YOUR GOAL: Reproduce all of the material word for word.

===== DATA PROVIDED

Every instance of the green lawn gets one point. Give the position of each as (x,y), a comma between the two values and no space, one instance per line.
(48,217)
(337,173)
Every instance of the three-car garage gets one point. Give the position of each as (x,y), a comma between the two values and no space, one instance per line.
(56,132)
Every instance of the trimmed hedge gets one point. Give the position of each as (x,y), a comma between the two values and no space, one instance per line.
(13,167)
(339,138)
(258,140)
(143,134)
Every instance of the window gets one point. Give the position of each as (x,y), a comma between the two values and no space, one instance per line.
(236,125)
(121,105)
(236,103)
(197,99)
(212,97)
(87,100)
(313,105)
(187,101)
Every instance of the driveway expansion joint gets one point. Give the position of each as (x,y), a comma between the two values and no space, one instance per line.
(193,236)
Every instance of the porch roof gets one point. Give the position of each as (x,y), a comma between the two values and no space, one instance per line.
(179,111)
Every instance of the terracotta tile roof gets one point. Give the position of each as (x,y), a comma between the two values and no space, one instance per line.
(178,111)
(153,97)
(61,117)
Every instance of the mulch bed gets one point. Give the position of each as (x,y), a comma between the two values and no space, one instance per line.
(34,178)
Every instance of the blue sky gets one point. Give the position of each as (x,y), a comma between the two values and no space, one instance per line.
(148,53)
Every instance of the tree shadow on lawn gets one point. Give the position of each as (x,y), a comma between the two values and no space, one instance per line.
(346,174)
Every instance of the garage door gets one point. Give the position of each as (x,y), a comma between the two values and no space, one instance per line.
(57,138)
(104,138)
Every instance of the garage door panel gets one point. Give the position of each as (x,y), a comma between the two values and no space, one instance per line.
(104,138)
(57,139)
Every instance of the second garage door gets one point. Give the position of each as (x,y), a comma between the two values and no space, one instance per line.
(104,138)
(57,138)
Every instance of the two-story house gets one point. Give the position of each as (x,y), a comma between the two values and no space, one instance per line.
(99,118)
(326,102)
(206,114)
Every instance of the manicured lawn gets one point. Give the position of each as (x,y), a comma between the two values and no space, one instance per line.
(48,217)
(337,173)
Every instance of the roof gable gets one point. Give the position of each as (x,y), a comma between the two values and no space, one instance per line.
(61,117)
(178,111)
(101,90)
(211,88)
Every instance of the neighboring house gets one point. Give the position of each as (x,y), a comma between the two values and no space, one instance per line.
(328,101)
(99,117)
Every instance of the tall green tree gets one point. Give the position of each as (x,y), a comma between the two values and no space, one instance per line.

==========

WRITTEN RESPONSE:
Every instance of the green lawn gets one point. Give the position of each as (x,y), a comma between the two values and no space, one instance per line.
(48,217)
(337,173)
Every instance of the three-car garage gets one point. Give the position of each as (x,y), a comma between the two values and no space, one instance per line.
(56,132)
Every instance of the trimmed hedge gets one point. Give the position of each as (x,y), a comma between the two values and no space, one instance per line.
(13,167)
(339,138)
(258,140)
(143,134)
Every instance of the window gets one point. Give the position of each as (x,y), a comma between the two values and no space, one instance per line.
(236,125)
(121,105)
(236,103)
(197,99)
(212,97)
(87,100)
(313,105)
(187,101)
Every instance of the driveway expansion joint gets one point. Give the position of each as (x,y), a comma between the two values and no space, one instance per line.
(193,236)
Every instance of the porch roof gets one point. Give the position of each as (x,y), a comma between the two values and no space, one instance per line.
(179,111)
Every instance of the terracotta tile roof gets one point. Give the position of each as (x,y), a comma between the two values and no space, one instance per line.
(178,111)
(153,97)
(61,117)
Every instance of the mulch bed gets one point. Give the position of each as (x,y), a comma between the two values and no space, one instance per line.
(34,178)
Every instance of the blue sky gets one point. Give the position of each as (x,y), a comma between the two values and no space, one instance per line.
(148,53)
Every instance of the tree shadow on lawn gets one point. Give the position of each as (x,y), a comma between the two values and no space, one instance per line.
(346,174)
Every instance of the garage door gets one point. Give the position of each as (x,y), a comma between the two values and no space, one instance per line.
(57,138)
(104,138)
Every instance of the garage door panel gets one point. Give the position of each as (x,y), a comma between the two values and no space, one instance per line.
(104,138)
(57,139)
Every instance of the second garage door gets one point. Give the position of each as (x,y), a comma between the two values and no space, one instance per line.
(104,138)
(57,138)
Every instance of the two-story house gets one point. Give the position of each as (x,y), a comma between the two values and no space, one instance per line.
(99,118)
(326,102)
(206,114)
Every instance of the manicured lawn gets one point. Give the position of each as (x,y), a comma between the two values and no space, one instance per line.
(48,217)
(337,173)
Every instance of the roof gable gets one point. Give the position of each as (x,y), a comma between the two values and no space, one instance per line.
(61,117)
(178,111)
(101,90)
(211,88)
Every instance of the neighboring house gets one point. Give the position of each as (x,y), a comma between the two values and no space, one instance per line.
(328,101)
(99,117)
Every instance of the tall green tree gets one point. Give the position of each as (x,y), a comma between the two values and no space, one instance per line.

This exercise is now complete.